_WORK REQUIRED_.
Render the material below as a two-column CSV with the headers "prompt" and "response", one row per request. Put each request's text and its full answer in one quoted field apiece, with line breaks replaced by spaces.

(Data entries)
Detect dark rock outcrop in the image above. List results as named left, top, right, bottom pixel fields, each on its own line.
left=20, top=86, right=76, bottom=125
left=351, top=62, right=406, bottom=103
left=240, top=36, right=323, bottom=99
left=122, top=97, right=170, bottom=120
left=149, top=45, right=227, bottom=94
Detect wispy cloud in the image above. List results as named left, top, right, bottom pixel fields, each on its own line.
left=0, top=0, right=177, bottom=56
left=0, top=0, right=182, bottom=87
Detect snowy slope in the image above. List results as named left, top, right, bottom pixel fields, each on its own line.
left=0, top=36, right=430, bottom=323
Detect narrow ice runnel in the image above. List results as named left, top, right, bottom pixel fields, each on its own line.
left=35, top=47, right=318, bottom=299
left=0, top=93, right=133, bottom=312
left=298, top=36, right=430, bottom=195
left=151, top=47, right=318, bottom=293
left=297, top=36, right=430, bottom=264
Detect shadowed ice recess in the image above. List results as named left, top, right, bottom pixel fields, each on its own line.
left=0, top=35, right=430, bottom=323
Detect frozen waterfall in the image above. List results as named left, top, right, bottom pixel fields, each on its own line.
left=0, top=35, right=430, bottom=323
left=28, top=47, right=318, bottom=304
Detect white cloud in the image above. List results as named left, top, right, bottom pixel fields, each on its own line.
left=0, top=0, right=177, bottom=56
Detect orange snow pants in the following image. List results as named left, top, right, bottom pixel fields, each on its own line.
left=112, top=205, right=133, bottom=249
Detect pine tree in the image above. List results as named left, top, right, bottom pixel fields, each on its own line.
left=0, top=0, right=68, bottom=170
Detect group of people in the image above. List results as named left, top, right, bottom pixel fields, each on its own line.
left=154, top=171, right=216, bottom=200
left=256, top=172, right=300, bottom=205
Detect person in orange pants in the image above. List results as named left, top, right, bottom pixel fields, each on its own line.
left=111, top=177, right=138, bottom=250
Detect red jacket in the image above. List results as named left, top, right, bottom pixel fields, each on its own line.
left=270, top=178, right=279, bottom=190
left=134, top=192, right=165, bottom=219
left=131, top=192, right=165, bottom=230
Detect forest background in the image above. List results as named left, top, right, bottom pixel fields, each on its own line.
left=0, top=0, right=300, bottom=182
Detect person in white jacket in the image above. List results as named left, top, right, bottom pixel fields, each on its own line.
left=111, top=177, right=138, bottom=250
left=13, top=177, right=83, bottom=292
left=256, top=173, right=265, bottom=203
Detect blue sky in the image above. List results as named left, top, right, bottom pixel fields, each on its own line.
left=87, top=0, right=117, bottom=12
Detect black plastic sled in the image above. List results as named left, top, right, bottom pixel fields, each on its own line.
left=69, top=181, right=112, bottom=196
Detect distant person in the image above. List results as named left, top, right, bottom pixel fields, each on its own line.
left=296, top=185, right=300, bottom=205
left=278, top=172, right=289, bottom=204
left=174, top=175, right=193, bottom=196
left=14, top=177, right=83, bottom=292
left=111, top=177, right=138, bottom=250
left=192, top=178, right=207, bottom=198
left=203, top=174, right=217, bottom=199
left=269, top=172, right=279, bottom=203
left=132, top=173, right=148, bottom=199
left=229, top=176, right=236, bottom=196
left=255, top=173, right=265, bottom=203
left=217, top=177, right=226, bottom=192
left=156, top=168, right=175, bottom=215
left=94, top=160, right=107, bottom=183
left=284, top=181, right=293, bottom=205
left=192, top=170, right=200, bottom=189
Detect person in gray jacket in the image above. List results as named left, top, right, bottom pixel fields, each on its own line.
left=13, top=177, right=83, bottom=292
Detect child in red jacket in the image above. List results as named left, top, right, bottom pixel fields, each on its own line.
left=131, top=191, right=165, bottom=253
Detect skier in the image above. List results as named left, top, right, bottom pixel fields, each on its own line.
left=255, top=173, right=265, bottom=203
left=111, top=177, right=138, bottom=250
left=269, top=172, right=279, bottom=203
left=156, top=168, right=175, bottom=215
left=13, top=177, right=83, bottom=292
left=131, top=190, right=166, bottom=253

_ANSWER TO THE PROBLEM_.
prompt,response
"Detect dark rock outcrop in the image above. List results as named left, top, right, bottom pixel fields, each on its own line.","left=20, top=86, right=76, bottom=125 left=351, top=62, right=406, bottom=103 left=240, top=36, right=323, bottom=99 left=122, top=97, right=170, bottom=120 left=149, top=45, right=227, bottom=94"
"Detect wispy cloud in the image above. List results as named left, top, right, bottom pixel fields, each on its own line.","left=0, top=0, right=177, bottom=56 left=0, top=0, right=182, bottom=87"
"Detect snowy slope in the image above. List results as named left, top, right, bottom pixel fields, each on its own line.","left=0, top=36, right=430, bottom=323"
"Detect narrow ice runnel in the image above. List results as named left, top, right, bottom pixel fields, each on its own line.","left=35, top=47, right=318, bottom=299 left=0, top=93, right=133, bottom=312 left=298, top=36, right=430, bottom=195 left=151, top=47, right=318, bottom=293 left=297, top=36, right=430, bottom=264"
"Detect shadowed ice recess in the image above. List results as named left, top, right, bottom pixel fields, each on its own line.","left=0, top=35, right=430, bottom=323"
"Detect frozen waterfall in the image above. List results as named left, top, right, bottom pixel fields, each on its own line.","left=0, top=35, right=430, bottom=323 left=28, top=47, right=318, bottom=304"
"Detect white cloud in the image above. List results as named left, top, right, bottom pixel fields, each on its own line.","left=0, top=0, right=177, bottom=56"
"Detect orange snow pants in the following image. List results as named left, top, right, bottom pixel fields, each on its own line.","left=112, top=205, right=133, bottom=249"
"Detect pine tree in the image above. List results as named left, top, right, bottom pixel fields, each on its own line.","left=0, top=0, right=68, bottom=170"
"Detect group of people in the image above. List results as named left, top, right, bottom pixel fields, each on its own line.","left=154, top=171, right=216, bottom=200 left=256, top=172, right=300, bottom=205"
"Detect person in orange pants in the image above. List results as named left, top, right, bottom pixel fields, each on its own line.","left=111, top=177, right=138, bottom=250"
"Detect red jacket in the image above. List results as named left, top, right, bottom pixel fields, each on its own line.","left=270, top=178, right=279, bottom=190 left=134, top=192, right=165, bottom=219 left=131, top=192, right=165, bottom=230"
"Detect forest background in the image above. List results as named left, top, right, bottom pixel fields, each on its own line.","left=0, top=0, right=300, bottom=182"
"Detect person in white jacket in the image above. List results as named left, top, right, bottom pixel fields, each on its own line.","left=111, top=177, right=138, bottom=250 left=13, top=177, right=83, bottom=292 left=256, top=173, right=265, bottom=203"
"Detect blue sky in the image above. List results as named left, top, right, bottom pixel fields, each on its own line.","left=87, top=0, right=117, bottom=12"
"Detect black plastic sled in the image above. List results as named left, top, right, bottom pixel fields, each on its own line.","left=69, top=181, right=112, bottom=196"
"Detect distant person in the image above. List results as named left, top, right, bottom pixel fields, each on its own line.","left=296, top=185, right=300, bottom=205 left=278, top=172, right=289, bottom=204 left=174, top=175, right=193, bottom=196 left=14, top=177, right=83, bottom=292 left=111, top=177, right=138, bottom=250 left=192, top=178, right=207, bottom=198 left=203, top=174, right=217, bottom=199 left=269, top=172, right=279, bottom=203 left=132, top=173, right=148, bottom=199 left=229, top=176, right=236, bottom=196 left=255, top=173, right=265, bottom=203 left=217, top=177, right=226, bottom=192 left=156, top=168, right=175, bottom=215 left=94, top=160, right=107, bottom=183 left=284, top=181, right=293, bottom=205 left=192, top=170, right=200, bottom=189"
"Detect person in gray jacket in the image above. List results as named left, top, right, bottom pixel fields, each on its own line.","left=13, top=177, right=83, bottom=292"
"Detect child in red jacket in the image above. List results as named left, top, right, bottom pixel fields, each on its own line.","left=131, top=191, right=165, bottom=253"
"Detect skier in the image above. List results as named left, top, right, bottom pixel fields, each on its own line.","left=255, top=173, right=265, bottom=203 left=111, top=177, right=138, bottom=250 left=269, top=172, right=279, bottom=203 left=156, top=168, right=175, bottom=215 left=13, top=177, right=83, bottom=292 left=131, top=190, right=166, bottom=253"